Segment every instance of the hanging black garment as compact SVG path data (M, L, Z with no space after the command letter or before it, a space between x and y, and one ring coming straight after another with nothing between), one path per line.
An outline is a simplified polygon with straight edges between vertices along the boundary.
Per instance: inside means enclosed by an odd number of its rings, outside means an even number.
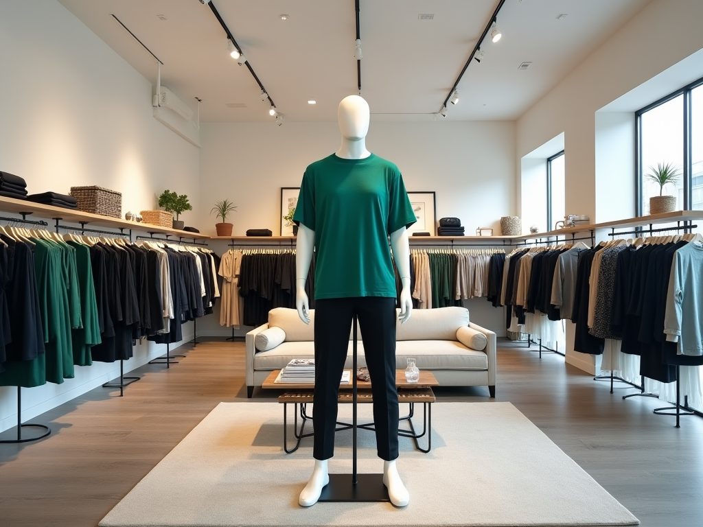
M602 247L598 246L579 255L576 270L576 292L574 298L574 310L572 322L576 323L574 337L574 351L591 355L602 355L605 339L599 339L588 333L588 279L593 256Z
M501 292L503 289L503 271L505 265L505 254L497 253L491 256L488 268L488 296L486 299L491 302L491 305L494 307L501 306Z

++++++++++++++++++++

[EXERCISE INSTRUCTIONS] Reproduce all of the rows above, swapping "garment" for "coat" and leaving everything else unchanged. Omit the pictures.

[EXERCISE SOLUTION]
Segment every instance of the hanging black coat as compact SVG path data (M, L, Z with no space after the command letter or before it, a space between x and y, and one ring coming straight after another with nothing between), one path per line.
An outline is a simplified polygon with straight edges between vertices along the boundary.
Per instance: inside means enclosed by an odd number of its rings, outside means an even number.
M602 247L598 246L579 255L576 270L576 292L574 298L574 310L572 322L576 323L574 337L574 351L591 355L602 355L605 339L599 339L588 333L588 279L593 256Z
M501 292L503 289L503 271L505 265L505 254L497 253L491 256L488 268L488 296L486 299L491 302L491 305L494 307L501 306Z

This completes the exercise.